**ЗАДАНИЕ:**
Пожалуйста, ответьте по воспоминаниям об Абдуррахман-хане: сколько афганцев сопровождало его при въезде в Ташкент?

АБДУРРАХМАН-ХАН

(Из воспоминаний о нем).

I.

Весною 1869 г. я приехал в Ташкент в качестве переводчика манджурского языка при генерал-губернаторе. Вскоре стали к генерал-губернатору поступать приносимые афганцами письма от Абдуррахман-хана, находившегося сперва в Хиве, а потом в Бухаре. Письма эти были писаны по-персидски, незавидным почерком, чрезвычайно мелким, по довольно грамотно, на тонкой почтовой бумаге. Сложены они были не аккуратно, без конверта, в комок, видимо их приносили по секрету. Печать под каждым письмом означала: «Абдуррахман-хан, сын Мир-Афзаль-хана». Вся суть пяти или шести писем заключалась в том, что Абдуррахман-хан изъявлял желание поселиться в пределах России или, по крайней мере, просил позволения повидаться с генерал-губернатором, к которому он имел весьма важные сообщения. Наши ответы к нему были весьма предупредительны; его приглашали в русские владения и в то же время ему предлагали остаться у нас или вернуться куда он пожелает. Ответы посылались с присланными от него афганцами, но только в пакетах и за печатью.

Наконец, в половине лета совершился въезд Абдуррахман-хана в Ташкент, в сопровождении трехсот афганцев. Для них был нанят дом, находившийся в русской части города, близь базара, и заключавший в себе более двадцати комнат. В числе свиты было до десяти генералов, несколько штаб— и обер-офицеров, остальные были или солдаты, или конюхи и повара, так что для каждого из свиты досталось по одной комнате, а Абдуррахман-хан занял две лучших.

К. В. Струве, дипломатический чиновник губернатора, пригласил меня с собою к Абдуррахман-хану. Когда мы вошли, увидели человека выше среднего роста, довольно полного, с окладистой черной бородою и с волосами, выбивающимися из-под чалмы. Цвет лица его свежий и здоровый, большие черные глаза, прямой нос правильно очерченные губы говорили за его арийское происхождение. Остальные афганцы неправильными чертами лица, полуеврейским типом скорее напоминали семитов. Абдуррахман-хан встал и приветствовал нас, приложивши руку к [***] сердцу и к голове, что обозначало, что он сердцем нас любит, а умом почитает. На нем была надета, поверх всего, великолепная персидская хорьковая шуба. После первых приветствий от имени генерал-губернатора и расспросов, благополучно ли он доехал, г. Струве объявил ему, что на первый раз генерал-губернатор приказал выдать на его содержание тысячу полуимпериалов.

— И больше ничего не дадут? спросил Абдуррахман-хан.

— Чего ж вы желаете?

— Я хотел бы оружия, пороху, пушек и хоть один полк солдат, чтобы возобновить свои действия против дяди.

Мы переглянулись и отвечали ему, что эти вопросы нас не касаются, и что об этом он может переговорить при представлении генерал-губернатору, который, вероятно, также положительного ответа ему дать не может, а предварительно снесется с Петербургом.

— О, это долгая песня, а я полагал, что у вас иные порядки, что ярым-падишах (полуцарь), как величают по всей Азии туркестанского генерал-губернатора, имеет более полномочий. Теперь я вижу, что я ошибся.

**ВЫДЕРЖКИ ИЗ МАТЕРИАЛА:**
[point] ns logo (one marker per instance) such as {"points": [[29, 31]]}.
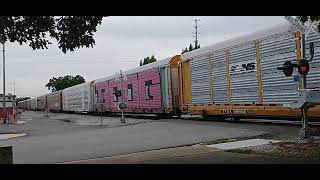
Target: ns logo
{"points": [[243, 67]]}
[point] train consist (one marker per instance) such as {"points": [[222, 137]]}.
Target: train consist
{"points": [[233, 78]]}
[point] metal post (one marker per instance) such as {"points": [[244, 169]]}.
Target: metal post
{"points": [[4, 86], [122, 98], [304, 131]]}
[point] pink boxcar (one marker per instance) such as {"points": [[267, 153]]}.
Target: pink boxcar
{"points": [[151, 88]]}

**РЕЗУЛЬТАТ:**
Его сопровождали триста афганцев.